## Start Records for processing

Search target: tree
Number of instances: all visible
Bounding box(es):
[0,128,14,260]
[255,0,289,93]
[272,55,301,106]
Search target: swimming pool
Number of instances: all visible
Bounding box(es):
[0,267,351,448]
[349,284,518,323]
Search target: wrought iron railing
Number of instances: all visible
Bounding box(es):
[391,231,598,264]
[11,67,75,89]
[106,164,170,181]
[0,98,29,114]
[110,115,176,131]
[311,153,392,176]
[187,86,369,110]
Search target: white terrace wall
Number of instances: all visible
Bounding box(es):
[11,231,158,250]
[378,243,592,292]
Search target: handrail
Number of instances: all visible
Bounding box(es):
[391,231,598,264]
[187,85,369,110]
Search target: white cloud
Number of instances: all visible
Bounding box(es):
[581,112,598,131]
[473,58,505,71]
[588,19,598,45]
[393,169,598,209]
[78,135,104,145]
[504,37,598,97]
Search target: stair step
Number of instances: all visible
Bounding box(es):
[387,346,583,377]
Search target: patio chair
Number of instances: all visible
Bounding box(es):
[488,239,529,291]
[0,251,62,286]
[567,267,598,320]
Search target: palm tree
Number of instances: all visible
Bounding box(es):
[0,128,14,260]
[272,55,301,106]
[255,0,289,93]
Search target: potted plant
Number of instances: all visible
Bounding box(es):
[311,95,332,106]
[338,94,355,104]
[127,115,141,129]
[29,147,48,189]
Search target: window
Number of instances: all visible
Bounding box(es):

## End Records for processing

* _Exercise description_: Please edit the records above by replacing "patio chair" with "lounge chair", and return them in full with nothing else changed.

* _Exercise response_:
Search target: tree
Number of instances: all visible
Bounding box(es):
[0,128,14,260]
[255,0,289,93]
[272,55,301,106]
Search target: swimming pool
Number of instances: all visible
Bounding box(es):
[0,267,351,448]
[349,284,518,323]
Search target: wrought iron railing
Number of instances: all visible
Bounding box(es):
[391,231,598,264]
[11,67,75,89]
[106,164,170,181]
[0,98,29,114]
[110,115,176,131]
[311,153,392,176]
[187,86,369,110]
Search target: white terrace wall
Number of instances: all visible
Bounding box(es):
[11,231,158,250]
[378,243,592,292]
Search target: handrail
Number of instances: all visible
Bounding box(es):
[391,231,598,264]
[187,85,369,110]
Search target: white cloud
Number of instances: all visible
Bounding box(es):
[581,112,598,131]
[473,58,505,71]
[588,19,598,45]
[393,169,598,209]
[78,135,104,145]
[504,37,598,97]
Search target: stair step
Number of instances: all visible
Bounding box(es):
[387,346,583,377]
Search target: lounge chair
Number of instances: all visible
Bounding box(es):
[488,239,529,291]
[0,251,62,286]
[567,267,598,320]
Search target: palm tree
Number of instances: all visible
Bounding box(es):
[0,128,14,260]
[272,55,301,106]
[255,0,289,93]
Search target: potted plant
Number of instances: all visible
Bounding box(es):
[311,95,332,106]
[338,94,355,104]
[127,115,141,129]
[29,147,48,189]
Search target: window
Number of instances: all visible
Bounding box(es):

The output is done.